Count how many lines in the listing below contain the word "dresser". Reply with the number alone.

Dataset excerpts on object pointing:
┄┄┄┄┄┄┄┄┄┄
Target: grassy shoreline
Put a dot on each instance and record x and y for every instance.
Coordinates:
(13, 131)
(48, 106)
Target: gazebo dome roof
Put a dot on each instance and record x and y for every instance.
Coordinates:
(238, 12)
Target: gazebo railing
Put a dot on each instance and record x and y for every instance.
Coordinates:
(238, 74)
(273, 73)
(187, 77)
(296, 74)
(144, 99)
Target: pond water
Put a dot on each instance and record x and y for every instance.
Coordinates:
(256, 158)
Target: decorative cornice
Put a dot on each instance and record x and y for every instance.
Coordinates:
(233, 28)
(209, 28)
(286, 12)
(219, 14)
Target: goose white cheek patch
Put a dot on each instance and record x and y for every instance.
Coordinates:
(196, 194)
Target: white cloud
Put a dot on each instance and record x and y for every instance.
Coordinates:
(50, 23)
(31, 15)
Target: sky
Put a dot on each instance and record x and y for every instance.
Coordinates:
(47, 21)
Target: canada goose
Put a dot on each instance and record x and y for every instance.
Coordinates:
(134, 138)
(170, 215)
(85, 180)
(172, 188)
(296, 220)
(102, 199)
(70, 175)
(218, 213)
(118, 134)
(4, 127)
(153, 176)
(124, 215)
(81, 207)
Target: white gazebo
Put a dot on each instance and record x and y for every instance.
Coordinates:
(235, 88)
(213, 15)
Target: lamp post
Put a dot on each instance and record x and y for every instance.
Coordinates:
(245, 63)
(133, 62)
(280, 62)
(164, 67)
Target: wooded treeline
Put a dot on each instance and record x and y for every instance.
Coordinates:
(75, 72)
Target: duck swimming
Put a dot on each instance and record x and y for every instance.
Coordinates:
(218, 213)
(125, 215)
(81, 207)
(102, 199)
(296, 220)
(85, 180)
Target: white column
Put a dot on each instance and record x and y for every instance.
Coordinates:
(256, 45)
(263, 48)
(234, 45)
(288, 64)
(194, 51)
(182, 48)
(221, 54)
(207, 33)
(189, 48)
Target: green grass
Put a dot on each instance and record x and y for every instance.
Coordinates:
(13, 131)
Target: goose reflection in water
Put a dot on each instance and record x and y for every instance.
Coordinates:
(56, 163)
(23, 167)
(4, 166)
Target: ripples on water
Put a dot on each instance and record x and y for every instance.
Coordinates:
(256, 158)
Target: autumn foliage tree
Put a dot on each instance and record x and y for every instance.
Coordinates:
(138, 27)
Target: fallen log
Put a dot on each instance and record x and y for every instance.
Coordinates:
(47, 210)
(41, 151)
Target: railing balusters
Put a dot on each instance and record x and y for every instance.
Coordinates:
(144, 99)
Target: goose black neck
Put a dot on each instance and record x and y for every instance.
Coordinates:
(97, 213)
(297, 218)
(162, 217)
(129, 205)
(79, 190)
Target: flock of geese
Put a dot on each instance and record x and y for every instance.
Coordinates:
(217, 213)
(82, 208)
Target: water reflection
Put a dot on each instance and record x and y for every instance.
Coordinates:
┄┄┄┄┄┄┄┄┄┄
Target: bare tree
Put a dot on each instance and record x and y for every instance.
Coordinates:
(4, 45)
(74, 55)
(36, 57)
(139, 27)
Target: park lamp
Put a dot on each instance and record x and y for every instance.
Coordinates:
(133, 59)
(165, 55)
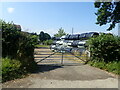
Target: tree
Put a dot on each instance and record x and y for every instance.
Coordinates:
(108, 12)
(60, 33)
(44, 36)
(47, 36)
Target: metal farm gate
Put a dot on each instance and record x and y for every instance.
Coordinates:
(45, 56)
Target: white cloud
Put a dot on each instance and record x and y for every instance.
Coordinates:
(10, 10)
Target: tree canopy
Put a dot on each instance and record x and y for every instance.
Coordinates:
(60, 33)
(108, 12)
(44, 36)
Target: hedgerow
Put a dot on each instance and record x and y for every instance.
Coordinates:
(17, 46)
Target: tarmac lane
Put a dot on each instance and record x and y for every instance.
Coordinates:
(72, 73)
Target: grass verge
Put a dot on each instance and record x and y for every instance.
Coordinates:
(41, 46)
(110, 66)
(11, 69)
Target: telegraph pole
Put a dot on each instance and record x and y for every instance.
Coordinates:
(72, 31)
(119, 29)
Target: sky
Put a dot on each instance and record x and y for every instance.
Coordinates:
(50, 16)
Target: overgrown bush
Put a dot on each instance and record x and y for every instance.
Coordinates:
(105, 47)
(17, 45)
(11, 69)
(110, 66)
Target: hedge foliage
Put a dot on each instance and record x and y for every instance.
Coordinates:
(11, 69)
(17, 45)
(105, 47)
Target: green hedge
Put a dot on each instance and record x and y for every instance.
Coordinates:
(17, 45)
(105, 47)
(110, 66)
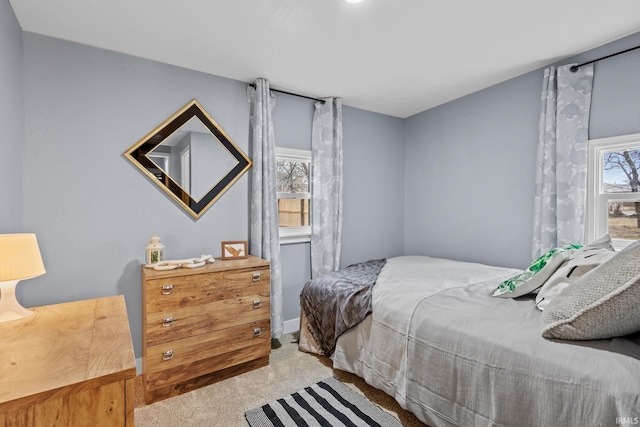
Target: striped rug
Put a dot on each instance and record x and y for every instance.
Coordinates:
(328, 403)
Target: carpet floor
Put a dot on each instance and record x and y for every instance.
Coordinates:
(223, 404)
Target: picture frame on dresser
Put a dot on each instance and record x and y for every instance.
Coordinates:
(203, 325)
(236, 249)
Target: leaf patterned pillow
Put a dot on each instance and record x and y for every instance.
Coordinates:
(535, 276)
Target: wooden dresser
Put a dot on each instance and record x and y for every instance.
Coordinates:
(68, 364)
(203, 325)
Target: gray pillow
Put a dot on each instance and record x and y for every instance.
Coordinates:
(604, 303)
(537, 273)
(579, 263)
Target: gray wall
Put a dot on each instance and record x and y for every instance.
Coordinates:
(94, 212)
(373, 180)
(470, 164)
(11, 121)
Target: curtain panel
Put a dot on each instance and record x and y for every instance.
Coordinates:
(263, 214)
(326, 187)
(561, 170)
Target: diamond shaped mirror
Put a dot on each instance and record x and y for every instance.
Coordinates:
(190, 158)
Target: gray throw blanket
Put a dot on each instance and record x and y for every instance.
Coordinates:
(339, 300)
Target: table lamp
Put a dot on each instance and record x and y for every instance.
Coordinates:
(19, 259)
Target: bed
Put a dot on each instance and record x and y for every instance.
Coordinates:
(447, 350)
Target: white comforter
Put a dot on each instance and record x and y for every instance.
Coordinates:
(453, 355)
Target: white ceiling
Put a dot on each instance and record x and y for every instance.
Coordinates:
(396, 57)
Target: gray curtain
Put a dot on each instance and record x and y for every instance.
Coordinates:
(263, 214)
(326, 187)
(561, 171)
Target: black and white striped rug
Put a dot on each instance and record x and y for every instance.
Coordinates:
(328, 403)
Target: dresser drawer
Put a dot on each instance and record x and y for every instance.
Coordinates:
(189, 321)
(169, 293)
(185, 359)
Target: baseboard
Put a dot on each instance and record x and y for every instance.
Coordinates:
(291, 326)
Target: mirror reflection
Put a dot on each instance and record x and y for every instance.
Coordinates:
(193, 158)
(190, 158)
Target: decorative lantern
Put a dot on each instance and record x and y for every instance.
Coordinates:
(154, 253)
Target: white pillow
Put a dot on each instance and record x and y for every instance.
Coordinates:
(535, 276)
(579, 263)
┄┄┄┄┄┄┄┄┄┄
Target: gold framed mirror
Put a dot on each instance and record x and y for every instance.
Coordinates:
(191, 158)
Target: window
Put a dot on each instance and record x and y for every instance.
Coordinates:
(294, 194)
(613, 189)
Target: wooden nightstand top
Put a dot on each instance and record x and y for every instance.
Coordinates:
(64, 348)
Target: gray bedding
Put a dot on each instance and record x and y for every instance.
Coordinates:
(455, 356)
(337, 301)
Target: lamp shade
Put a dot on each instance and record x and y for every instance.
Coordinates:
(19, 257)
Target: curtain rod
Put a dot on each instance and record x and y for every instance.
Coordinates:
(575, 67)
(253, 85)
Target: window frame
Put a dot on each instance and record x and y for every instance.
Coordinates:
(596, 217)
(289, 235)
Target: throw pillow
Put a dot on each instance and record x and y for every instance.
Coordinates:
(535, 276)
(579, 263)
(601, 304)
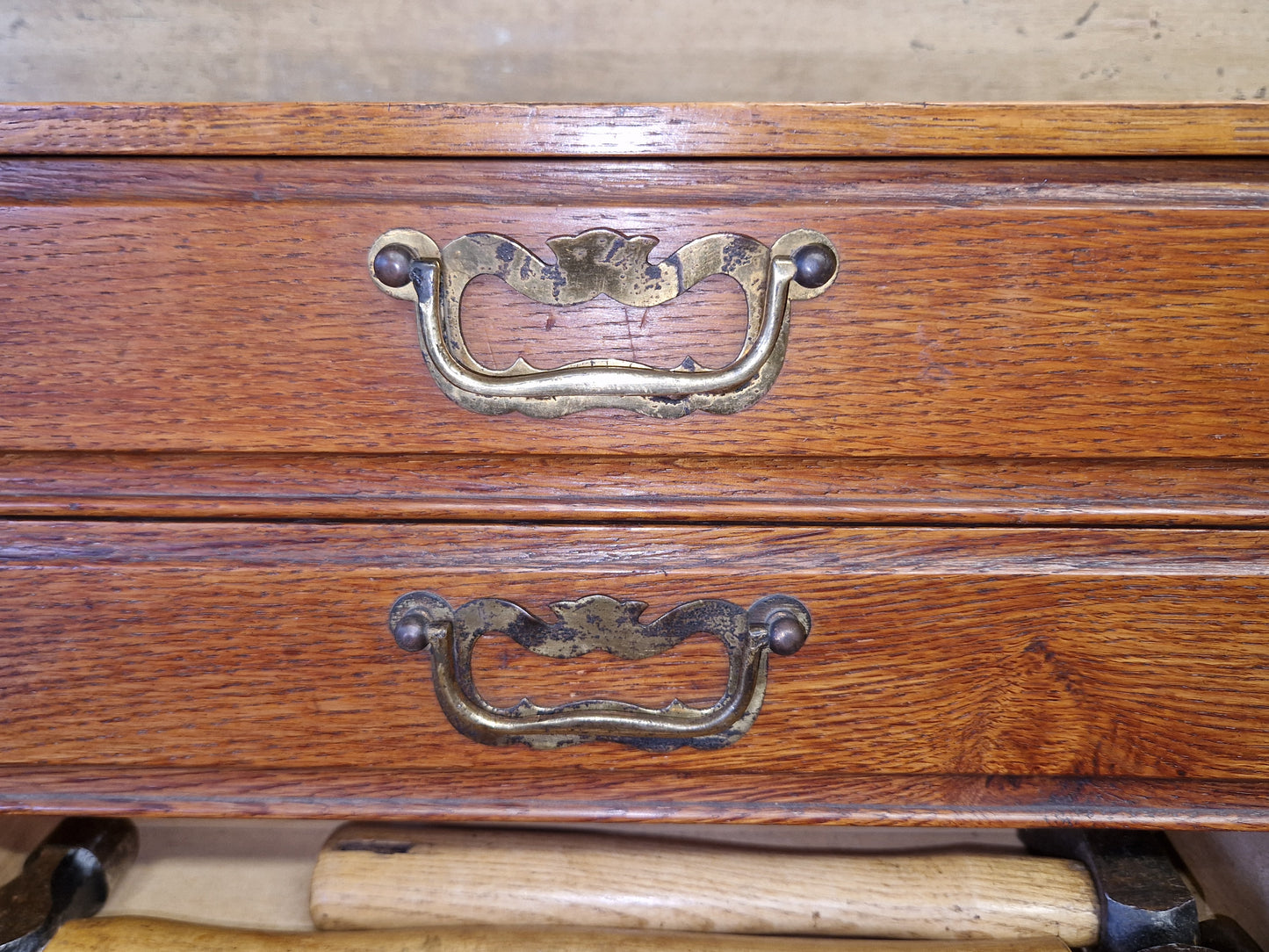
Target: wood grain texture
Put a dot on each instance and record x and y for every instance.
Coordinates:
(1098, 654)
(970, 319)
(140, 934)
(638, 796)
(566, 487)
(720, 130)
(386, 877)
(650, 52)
┄┄┄┄┄┄┄┄┄┄
== Expected answer ==
3